**DOCUMENT SEGMENT**
-*-*-

This was a book I requested from Netgalley based on the cover (which despite displaying two of the weird present fashions – “I turn my back on you” and “nearly-headless” – is pretty. I will never learn), and because of an interesting premise.

The latter is fairly basic, really. We have a well-off household, that of a magistrate of London, who has a wife, a grown son (and a daughter, but she’s irrelevant), and a staff of about four: cook, manservant, lady’s maid, chambermaid. This isn’t Upstairs Downstairs, though. This is the 17th century, for one thing, and a smaller household. For another thing, the relationship between Family and Staff is … strange. To me, anyway.

Lucy is Our Heroine, the chambermaid who has an inappropriate bit of a crush on the Master’s son Adam, and whose brother Will is cast under suspicion in a murder. She is a puzzle. In some chapters, she is a proto-Nancy Drew, having intellectual discussions with her master, slipping into places she oughtn’t and sneaking into other people’s rooms to rustle through their belongings, striking off on undercover investigative operations in which she lies (pretty fluently for a good Christian girl) about who she is and/or what she’s about. In other chapters, she seems to be one of the airiest of airheads, getting herself caught out in her suspicious activities, surprised by the same trick over and over, and simply doing the dumbest things possible. See below.

The writing is not, mostly, actively bad, in terms of readability; I was tempted to give the book one star, but I didn’t hate it violently enough, because I was able to actually finish it without skimming too much. It has its moments. But the writing is, rather often, less than great. It’s more tell than show, and somewhat repetitive and redundant. I saw a bit of punctuation abuse/neglect, and at least one editorial gaffe that completely reversed the meaning of its sentence (“They should not be comprehensible even for a young girl” – yes they should). There were some awkward phrasings and word choices that I found very odd … and of course I noted down a few:
- “She was holding a cup of tea to the little girl’s head”, which as Rachel points out sounds like it’s a weapon;
- “the Mayor ordered all of the stray cats and dogs to be rounded up and executed”, which really shouldn’t be a funny sentence and yet is – did they get blindfolds and cigarettes?

-*-*-

**EXTRACTED ENTRIES**
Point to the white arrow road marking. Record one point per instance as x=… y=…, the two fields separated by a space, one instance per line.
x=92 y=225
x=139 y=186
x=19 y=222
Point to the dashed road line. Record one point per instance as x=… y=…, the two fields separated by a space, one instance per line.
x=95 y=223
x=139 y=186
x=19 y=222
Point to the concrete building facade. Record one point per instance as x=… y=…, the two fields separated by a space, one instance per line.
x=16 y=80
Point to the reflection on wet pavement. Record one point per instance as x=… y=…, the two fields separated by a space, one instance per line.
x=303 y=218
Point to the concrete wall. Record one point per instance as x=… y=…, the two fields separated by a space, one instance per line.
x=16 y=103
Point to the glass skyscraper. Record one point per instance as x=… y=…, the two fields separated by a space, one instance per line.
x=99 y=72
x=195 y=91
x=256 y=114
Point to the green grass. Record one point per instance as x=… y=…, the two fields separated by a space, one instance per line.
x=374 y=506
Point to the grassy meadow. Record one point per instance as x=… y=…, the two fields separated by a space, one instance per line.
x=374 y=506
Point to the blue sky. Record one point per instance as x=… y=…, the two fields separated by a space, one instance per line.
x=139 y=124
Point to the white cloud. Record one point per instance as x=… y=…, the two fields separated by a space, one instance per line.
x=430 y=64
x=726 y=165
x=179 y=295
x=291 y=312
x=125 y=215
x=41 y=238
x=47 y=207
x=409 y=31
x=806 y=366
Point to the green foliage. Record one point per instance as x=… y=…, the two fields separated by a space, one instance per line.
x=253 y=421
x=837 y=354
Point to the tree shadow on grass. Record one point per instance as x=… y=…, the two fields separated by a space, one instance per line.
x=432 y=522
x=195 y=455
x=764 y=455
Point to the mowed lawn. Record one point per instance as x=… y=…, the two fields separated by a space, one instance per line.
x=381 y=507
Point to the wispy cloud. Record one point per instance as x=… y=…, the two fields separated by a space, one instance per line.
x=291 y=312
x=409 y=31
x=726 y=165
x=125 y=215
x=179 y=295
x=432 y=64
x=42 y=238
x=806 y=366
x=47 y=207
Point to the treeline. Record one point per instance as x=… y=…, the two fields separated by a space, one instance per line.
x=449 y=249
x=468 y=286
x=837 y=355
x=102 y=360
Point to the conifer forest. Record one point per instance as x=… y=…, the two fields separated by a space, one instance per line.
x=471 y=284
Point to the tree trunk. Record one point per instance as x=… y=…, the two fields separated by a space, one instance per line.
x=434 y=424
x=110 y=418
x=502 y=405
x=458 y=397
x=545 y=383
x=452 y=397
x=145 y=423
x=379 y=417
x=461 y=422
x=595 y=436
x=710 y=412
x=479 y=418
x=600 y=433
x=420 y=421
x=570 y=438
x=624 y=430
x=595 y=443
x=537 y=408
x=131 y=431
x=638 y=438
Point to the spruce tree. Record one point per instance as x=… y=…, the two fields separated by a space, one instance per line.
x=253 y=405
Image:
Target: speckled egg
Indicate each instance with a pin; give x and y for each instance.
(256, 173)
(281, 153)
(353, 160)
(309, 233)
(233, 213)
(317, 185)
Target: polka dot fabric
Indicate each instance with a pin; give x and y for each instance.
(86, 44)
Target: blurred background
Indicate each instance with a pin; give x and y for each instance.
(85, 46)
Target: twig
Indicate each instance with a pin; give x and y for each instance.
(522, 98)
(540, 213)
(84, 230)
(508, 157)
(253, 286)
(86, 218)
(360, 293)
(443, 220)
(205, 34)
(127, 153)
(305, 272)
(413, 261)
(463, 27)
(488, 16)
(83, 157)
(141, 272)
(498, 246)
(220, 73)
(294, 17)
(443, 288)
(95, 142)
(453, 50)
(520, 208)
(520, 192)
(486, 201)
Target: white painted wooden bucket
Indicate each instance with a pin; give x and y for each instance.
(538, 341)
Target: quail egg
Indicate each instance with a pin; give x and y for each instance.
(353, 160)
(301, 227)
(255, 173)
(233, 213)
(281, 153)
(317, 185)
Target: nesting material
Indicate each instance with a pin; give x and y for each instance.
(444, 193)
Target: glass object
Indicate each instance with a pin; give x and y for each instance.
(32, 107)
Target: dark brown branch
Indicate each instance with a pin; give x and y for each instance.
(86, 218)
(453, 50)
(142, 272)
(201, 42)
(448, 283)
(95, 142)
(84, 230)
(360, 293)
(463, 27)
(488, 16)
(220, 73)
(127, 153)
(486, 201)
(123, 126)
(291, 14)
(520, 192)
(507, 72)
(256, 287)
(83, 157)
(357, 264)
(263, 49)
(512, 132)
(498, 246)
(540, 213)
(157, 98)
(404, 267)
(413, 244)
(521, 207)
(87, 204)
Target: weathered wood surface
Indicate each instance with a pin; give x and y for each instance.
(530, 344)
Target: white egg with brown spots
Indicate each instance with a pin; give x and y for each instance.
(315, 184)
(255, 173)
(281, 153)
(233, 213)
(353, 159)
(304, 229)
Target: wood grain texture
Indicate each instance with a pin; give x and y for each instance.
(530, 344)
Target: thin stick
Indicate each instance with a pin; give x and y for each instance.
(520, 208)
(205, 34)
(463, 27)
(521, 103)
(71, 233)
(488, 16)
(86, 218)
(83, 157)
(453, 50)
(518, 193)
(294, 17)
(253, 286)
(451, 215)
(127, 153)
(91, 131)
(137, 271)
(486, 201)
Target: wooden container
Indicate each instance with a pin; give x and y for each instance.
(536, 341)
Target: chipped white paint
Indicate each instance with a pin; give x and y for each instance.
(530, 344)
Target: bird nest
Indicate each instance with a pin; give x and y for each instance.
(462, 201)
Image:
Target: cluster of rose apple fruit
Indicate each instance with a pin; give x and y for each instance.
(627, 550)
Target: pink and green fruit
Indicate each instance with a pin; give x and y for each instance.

-*-*-

**WRITTEN TASKS**
1. Summarize the book review in two sentences.
2. Pick up the book review about the chambermaid Lucy and keep writing from the point at which it stops.
The material has no connection to the book review.

**ANSWERS TO EACH TASK**
1. The reviewer requested the book from Netgalley for its pretty cover and its premise: a 17th-century London magistrate's household in which the chambermaid Lucy, whose brother Will falls under suspicion in a murder, swings between clever sleuthing and foolish blunders. The reviewer found the writing readable enough to finish but often weak, pointing to telling rather than showing, repetition, punctuation problems, an editorial gaffe, and odd phrasings.

2.
- “I did not ask you to take the hand of God as your own!” I … know what this sentence is supposed to be saying. I don’t have a clue what it’s actually saying;
- “the stone … plopped down” … Maybe it did make a plopping sound when it landed, but “plop” is inherently a funny word, and this shouldn’t have been a funny moment (since the stone landed on someone’s head and smooshed it). But it made me snort.

(I have to drag Mark Twain into a review again: “The difference between the right word and the almost right word is the difference between lightning and a lightning bug.”)

But, really, much as I gripe about it, I have read worse, and recently.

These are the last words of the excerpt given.